EXERCISE OBJECTIVE
In the records below, find the line containing "the wooden counter"; give it again exactly, along with every line that follows, and nothing else.

RECORDS FOR THIS TASK
+ + + + + + +
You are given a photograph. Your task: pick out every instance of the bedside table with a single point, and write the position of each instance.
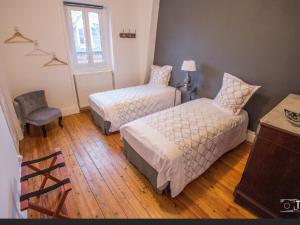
(189, 91)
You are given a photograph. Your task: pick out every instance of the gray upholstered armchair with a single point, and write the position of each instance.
(33, 110)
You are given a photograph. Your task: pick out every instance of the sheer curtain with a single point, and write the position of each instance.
(8, 108)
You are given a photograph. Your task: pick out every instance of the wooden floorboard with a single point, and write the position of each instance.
(106, 185)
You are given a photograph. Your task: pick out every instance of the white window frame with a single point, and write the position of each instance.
(104, 30)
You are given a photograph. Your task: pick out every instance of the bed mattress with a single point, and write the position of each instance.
(182, 142)
(125, 105)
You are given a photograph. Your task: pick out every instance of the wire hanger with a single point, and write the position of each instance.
(17, 35)
(55, 61)
(37, 51)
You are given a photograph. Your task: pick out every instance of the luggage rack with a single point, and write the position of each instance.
(63, 183)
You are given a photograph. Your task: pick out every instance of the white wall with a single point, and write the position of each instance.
(7, 104)
(9, 173)
(44, 21)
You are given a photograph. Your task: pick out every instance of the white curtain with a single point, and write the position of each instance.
(8, 108)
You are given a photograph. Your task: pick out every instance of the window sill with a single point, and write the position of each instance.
(82, 73)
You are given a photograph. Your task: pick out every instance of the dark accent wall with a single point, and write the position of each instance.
(256, 40)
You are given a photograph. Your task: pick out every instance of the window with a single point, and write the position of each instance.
(89, 34)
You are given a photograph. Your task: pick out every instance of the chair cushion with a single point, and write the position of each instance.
(31, 102)
(43, 116)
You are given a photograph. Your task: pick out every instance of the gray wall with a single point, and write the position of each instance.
(256, 40)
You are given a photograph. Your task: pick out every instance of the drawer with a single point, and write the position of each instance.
(280, 138)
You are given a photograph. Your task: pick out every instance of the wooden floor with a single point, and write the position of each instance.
(105, 185)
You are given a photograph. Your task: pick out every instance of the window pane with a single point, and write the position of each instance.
(96, 39)
(79, 37)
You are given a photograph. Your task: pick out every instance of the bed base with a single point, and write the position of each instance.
(148, 171)
(101, 123)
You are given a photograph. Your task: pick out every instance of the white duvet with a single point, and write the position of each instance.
(128, 104)
(181, 143)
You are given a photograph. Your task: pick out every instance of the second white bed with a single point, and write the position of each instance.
(181, 143)
(125, 105)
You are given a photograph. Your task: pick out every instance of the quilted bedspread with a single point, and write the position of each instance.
(125, 105)
(181, 143)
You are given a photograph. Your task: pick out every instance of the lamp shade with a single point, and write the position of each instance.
(189, 65)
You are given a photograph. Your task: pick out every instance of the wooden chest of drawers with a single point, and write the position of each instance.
(270, 185)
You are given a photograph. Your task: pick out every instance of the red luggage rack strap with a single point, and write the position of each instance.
(57, 163)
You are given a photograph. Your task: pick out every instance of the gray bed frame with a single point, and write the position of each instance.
(148, 171)
(101, 123)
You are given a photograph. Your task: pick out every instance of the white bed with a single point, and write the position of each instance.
(181, 143)
(119, 107)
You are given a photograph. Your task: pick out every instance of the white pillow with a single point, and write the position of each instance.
(160, 75)
(234, 94)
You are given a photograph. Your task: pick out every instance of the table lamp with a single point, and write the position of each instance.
(188, 66)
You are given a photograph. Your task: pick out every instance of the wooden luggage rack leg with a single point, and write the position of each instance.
(63, 183)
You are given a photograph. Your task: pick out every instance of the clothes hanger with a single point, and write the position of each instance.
(18, 35)
(55, 61)
(37, 51)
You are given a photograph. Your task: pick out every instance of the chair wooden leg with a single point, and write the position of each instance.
(27, 128)
(60, 122)
(44, 131)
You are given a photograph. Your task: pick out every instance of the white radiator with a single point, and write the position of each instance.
(90, 83)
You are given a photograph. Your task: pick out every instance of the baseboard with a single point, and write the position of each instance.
(251, 136)
(70, 110)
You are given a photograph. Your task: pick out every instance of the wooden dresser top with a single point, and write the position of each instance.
(276, 118)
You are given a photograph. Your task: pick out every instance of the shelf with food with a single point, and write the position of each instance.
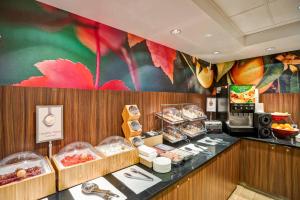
(171, 114)
(192, 112)
(192, 129)
(76, 163)
(172, 134)
(119, 152)
(26, 170)
(283, 125)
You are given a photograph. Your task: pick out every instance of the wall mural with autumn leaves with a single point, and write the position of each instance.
(41, 46)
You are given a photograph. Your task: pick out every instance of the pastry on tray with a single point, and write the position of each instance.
(22, 165)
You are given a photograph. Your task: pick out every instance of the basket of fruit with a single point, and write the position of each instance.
(284, 130)
(278, 116)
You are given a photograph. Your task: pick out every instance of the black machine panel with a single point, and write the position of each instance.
(262, 123)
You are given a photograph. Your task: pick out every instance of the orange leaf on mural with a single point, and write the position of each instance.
(163, 57)
(110, 38)
(64, 73)
(134, 39)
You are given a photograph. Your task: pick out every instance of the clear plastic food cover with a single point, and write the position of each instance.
(192, 112)
(22, 165)
(172, 134)
(114, 145)
(76, 153)
(172, 114)
(192, 129)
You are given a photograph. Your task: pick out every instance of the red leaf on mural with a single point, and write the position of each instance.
(114, 85)
(63, 73)
(133, 39)
(163, 57)
(110, 38)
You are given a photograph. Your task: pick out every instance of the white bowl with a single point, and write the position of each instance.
(162, 164)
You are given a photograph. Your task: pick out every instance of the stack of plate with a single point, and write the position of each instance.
(162, 164)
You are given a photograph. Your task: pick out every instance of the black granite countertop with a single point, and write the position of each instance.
(286, 142)
(168, 179)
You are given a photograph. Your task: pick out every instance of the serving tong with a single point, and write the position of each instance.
(93, 188)
(144, 176)
(216, 140)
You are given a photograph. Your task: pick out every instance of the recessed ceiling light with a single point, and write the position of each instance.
(175, 31)
(208, 35)
(270, 49)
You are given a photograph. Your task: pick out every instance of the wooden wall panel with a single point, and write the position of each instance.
(89, 115)
(283, 103)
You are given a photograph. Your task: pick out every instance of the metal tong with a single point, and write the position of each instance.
(217, 140)
(144, 176)
(93, 188)
(205, 151)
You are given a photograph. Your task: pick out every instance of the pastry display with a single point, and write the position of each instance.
(283, 125)
(175, 158)
(19, 174)
(19, 166)
(171, 115)
(184, 154)
(76, 153)
(114, 145)
(192, 112)
(76, 159)
(135, 125)
(192, 130)
(172, 134)
(133, 109)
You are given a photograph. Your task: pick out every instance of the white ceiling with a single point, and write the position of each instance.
(240, 28)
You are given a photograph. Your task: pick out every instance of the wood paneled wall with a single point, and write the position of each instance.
(283, 103)
(89, 115)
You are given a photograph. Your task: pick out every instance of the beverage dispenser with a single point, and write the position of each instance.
(241, 109)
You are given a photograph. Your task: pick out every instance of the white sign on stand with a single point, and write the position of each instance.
(211, 104)
(49, 124)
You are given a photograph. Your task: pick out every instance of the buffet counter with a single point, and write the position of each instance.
(268, 165)
(189, 171)
(284, 142)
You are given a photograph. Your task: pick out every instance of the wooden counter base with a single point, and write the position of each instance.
(217, 179)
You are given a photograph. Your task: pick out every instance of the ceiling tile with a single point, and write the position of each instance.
(231, 7)
(253, 20)
(285, 10)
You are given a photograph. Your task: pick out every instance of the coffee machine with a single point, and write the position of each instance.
(241, 108)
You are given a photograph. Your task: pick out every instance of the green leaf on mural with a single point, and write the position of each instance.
(223, 68)
(229, 81)
(24, 46)
(295, 83)
(272, 72)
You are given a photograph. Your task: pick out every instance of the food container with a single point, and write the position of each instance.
(131, 112)
(22, 174)
(114, 145)
(131, 128)
(173, 135)
(176, 159)
(185, 154)
(283, 125)
(281, 133)
(76, 163)
(162, 164)
(277, 116)
(118, 153)
(192, 129)
(171, 115)
(192, 112)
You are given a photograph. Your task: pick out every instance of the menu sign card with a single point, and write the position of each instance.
(49, 123)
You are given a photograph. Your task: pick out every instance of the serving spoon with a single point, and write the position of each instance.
+ + + + + + +
WORKED ANSWER
You are given a photograph. Your task: pick out every instance of the wooden counter base with a single point, and write the position of each instance.
(217, 179)
You are given a photograph. Your task: pick out every instance of the ceiling tile with a single point, and write the position of each instance.
(231, 7)
(253, 20)
(285, 10)
You are given a photograph. Your task: pick out every instance of the coffee machine with a single point, and write the position of each instance.
(241, 108)
You are given a photograph. Your task: pick out every instance of the green leaf on mural with a single point, and write the position of each instance.
(223, 68)
(229, 81)
(24, 46)
(295, 83)
(272, 72)
You are given a photograph. Your task: pick out every instance of the food container with a single point, and write the position of each instance.
(131, 112)
(22, 174)
(114, 145)
(131, 128)
(173, 135)
(176, 159)
(185, 154)
(283, 125)
(281, 133)
(76, 163)
(162, 164)
(277, 116)
(118, 153)
(192, 129)
(171, 115)
(192, 112)
You are given a photograph. Your task: pick out every instance of the menu sign card with a single point, and write the position of each instance.
(49, 123)
You are given a photograph. Your task: pick out every instance of the serving spoon with a single point, and write the position of each instance.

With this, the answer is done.